Using the records below, quote only the span that opens with the line containing "Target: blurred crowd in background" and closes with the line containing "Identify the position of each instance of the wheelchair wheel", exactly and inclusively.

***** Data for this task *****

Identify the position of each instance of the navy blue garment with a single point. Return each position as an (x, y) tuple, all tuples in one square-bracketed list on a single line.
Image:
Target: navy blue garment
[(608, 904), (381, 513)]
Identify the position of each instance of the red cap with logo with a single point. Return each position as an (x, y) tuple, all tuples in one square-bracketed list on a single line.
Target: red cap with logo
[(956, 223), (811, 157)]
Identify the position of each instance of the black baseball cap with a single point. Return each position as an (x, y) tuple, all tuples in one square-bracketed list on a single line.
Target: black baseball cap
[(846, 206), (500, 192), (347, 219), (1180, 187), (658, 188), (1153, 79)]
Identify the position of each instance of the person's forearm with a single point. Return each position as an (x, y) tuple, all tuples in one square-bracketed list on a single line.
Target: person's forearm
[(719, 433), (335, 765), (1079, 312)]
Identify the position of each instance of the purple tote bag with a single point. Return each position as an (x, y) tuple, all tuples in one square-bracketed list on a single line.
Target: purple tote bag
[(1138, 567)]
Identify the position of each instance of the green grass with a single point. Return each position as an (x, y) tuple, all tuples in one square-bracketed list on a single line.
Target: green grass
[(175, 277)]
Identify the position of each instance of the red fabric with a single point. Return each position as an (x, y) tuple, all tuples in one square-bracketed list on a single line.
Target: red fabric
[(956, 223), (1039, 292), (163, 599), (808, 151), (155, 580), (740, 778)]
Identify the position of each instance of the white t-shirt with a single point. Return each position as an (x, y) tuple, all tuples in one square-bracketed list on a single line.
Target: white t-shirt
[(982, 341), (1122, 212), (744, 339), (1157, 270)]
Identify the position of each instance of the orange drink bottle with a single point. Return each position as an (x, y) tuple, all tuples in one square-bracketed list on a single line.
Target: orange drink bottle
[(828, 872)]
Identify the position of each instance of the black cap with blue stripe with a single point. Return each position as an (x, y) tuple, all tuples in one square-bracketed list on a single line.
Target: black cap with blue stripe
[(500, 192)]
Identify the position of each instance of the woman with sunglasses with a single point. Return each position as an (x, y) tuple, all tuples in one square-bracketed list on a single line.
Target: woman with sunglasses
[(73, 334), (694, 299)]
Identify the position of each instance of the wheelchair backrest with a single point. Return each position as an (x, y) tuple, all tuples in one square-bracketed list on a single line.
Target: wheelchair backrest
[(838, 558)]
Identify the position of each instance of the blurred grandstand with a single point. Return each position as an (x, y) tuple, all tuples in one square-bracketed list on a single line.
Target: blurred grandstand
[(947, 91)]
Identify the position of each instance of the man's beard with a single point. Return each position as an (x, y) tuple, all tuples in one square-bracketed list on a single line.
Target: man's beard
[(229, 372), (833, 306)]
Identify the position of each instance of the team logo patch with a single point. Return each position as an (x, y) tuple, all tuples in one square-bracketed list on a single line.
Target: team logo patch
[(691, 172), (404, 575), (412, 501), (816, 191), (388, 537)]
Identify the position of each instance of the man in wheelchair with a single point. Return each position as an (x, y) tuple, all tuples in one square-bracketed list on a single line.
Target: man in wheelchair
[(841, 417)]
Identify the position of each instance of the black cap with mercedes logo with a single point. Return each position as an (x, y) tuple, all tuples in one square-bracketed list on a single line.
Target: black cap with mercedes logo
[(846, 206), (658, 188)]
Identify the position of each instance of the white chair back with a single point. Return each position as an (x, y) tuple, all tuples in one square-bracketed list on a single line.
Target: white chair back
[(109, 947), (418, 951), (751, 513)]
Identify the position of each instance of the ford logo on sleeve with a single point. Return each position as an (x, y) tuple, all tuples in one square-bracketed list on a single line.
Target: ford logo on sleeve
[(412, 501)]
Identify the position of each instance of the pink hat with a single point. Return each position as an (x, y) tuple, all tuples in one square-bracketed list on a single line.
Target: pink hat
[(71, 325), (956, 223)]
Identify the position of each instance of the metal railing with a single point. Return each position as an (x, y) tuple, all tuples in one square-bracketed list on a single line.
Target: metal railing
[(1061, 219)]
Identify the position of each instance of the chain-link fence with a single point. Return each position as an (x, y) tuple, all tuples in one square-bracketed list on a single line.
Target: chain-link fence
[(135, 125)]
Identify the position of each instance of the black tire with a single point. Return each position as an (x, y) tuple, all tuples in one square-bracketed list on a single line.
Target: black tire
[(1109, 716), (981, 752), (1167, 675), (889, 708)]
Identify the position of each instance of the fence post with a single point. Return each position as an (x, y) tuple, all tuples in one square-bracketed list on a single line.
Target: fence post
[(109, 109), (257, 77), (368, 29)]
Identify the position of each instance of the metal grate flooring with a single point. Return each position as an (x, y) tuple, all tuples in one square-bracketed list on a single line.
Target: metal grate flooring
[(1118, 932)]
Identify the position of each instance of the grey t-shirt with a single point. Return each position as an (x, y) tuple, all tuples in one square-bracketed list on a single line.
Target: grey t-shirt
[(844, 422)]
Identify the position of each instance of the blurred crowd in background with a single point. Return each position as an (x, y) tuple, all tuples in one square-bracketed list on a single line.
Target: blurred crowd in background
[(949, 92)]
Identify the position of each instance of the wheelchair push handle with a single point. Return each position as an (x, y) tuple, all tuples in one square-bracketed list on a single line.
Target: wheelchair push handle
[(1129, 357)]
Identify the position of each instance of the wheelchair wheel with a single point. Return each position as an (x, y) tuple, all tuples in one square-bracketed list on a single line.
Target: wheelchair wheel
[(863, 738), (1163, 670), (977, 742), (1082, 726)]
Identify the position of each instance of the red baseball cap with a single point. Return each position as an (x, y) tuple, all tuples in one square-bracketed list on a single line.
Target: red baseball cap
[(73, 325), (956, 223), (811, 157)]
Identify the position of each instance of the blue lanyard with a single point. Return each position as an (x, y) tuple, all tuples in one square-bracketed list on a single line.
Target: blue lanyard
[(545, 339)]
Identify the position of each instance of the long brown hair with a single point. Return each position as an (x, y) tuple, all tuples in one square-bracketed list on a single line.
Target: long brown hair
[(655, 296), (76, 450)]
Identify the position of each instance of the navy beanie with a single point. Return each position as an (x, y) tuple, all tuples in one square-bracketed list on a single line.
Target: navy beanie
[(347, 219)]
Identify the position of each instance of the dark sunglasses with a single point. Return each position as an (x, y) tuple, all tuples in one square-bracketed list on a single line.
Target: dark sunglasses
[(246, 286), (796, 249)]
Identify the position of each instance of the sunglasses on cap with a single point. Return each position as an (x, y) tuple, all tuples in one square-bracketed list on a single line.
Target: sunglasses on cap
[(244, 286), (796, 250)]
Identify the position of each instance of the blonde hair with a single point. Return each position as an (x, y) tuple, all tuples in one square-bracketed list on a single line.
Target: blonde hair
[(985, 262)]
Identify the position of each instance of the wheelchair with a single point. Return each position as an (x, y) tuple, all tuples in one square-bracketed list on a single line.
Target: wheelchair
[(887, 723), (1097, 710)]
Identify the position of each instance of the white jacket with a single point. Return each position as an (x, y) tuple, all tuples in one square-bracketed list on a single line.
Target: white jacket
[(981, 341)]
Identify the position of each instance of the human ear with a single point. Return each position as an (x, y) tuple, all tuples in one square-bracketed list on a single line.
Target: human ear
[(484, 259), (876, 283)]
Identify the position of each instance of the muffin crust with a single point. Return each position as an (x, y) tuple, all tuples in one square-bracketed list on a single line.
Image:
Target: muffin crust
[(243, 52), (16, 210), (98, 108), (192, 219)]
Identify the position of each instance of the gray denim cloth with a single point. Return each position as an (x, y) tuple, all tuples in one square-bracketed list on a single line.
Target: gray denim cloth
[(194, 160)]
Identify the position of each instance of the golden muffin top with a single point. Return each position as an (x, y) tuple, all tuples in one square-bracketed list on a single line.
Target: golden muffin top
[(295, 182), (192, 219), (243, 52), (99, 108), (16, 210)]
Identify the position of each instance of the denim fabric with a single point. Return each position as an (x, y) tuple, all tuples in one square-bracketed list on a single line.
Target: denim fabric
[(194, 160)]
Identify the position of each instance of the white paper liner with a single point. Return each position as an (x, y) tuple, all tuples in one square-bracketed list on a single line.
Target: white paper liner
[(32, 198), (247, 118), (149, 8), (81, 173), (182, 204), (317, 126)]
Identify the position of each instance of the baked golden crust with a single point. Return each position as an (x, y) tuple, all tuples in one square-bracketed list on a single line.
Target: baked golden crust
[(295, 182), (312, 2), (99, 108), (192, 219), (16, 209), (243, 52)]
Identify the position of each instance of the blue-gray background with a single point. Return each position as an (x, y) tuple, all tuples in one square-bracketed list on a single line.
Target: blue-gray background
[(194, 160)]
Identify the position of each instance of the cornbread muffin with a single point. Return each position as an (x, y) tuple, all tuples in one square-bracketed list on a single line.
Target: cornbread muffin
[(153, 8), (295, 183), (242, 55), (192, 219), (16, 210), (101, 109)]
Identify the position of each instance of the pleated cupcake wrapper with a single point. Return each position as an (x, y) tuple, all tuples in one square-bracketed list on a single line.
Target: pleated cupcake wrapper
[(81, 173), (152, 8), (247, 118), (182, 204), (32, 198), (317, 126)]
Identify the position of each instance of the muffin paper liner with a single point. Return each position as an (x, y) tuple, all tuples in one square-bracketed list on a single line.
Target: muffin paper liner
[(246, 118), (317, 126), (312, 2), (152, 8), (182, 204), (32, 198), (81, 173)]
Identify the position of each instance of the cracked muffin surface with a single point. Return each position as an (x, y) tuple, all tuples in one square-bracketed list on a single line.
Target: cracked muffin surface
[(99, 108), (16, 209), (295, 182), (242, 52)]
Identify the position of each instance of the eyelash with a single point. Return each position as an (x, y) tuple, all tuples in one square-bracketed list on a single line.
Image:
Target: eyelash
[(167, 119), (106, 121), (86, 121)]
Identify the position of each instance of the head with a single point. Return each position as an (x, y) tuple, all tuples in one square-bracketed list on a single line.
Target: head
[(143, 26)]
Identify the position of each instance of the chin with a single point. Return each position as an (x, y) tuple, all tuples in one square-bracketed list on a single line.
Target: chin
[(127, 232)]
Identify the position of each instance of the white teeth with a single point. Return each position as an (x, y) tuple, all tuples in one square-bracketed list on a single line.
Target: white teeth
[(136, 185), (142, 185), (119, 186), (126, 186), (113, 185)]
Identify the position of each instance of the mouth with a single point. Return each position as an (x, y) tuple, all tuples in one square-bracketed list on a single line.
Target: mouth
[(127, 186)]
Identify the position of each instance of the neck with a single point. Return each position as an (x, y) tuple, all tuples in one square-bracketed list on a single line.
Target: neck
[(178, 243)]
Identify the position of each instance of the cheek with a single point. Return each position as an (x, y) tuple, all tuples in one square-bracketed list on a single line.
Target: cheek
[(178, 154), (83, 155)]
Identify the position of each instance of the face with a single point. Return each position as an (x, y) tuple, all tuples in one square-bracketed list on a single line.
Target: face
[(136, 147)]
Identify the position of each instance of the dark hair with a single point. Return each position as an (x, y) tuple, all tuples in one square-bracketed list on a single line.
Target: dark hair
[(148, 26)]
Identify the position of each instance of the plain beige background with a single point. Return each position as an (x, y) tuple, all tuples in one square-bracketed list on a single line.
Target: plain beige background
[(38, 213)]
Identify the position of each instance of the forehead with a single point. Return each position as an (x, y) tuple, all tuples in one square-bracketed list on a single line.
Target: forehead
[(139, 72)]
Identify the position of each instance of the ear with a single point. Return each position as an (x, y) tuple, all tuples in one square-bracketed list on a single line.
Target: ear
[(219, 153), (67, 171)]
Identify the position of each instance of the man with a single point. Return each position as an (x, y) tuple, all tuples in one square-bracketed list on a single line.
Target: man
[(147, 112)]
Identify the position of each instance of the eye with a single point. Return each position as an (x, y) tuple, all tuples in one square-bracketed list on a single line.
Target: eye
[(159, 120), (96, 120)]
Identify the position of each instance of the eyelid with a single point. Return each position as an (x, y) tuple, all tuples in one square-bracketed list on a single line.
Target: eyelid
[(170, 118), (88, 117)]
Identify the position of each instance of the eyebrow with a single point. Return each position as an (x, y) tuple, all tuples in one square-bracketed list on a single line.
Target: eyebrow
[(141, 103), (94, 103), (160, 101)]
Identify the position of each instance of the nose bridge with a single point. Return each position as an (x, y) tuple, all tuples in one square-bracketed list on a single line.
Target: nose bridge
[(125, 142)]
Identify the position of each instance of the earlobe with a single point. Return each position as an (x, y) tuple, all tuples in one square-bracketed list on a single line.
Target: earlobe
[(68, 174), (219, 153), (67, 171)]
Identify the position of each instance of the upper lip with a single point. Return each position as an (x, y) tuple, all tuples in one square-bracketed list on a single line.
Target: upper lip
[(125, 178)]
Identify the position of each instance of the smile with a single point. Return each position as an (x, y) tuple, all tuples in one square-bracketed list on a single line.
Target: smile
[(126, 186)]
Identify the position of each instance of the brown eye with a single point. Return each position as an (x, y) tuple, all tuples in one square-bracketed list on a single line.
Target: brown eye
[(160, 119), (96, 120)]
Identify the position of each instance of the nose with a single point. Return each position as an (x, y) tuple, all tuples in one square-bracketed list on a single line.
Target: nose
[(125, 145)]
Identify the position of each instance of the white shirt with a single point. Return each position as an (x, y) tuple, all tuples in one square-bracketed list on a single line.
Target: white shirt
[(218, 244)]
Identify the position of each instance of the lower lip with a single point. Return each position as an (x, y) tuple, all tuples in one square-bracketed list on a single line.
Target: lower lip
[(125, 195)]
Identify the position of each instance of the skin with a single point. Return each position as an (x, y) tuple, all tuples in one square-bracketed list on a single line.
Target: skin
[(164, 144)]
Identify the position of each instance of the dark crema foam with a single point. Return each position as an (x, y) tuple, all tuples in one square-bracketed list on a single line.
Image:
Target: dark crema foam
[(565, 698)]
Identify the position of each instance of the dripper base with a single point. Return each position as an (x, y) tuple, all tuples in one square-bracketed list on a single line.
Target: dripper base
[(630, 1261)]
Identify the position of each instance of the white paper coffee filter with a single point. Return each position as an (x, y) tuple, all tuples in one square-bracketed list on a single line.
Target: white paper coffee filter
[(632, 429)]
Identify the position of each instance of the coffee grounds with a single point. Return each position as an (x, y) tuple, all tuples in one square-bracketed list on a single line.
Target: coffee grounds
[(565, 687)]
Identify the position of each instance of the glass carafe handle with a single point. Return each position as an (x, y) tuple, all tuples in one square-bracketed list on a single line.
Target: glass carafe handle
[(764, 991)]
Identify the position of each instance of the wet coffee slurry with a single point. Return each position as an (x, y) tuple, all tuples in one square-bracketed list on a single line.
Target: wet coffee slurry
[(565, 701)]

*****

## Reply to the task
Target: blurred crowd in background
[(949, 92)]
Identify the position of each instance of the wheelchair push handle with a single point. Return each position as an (x, y) tuple, all tuples in one square-bracketed list on a single line.
Target: wheelchair push handle
[(1129, 357)]
Identify the position of each instance of the wheelchair wheel with a single point. Return each position as an (x, y) tuple, all tuples in one square-bracketed list on a single line.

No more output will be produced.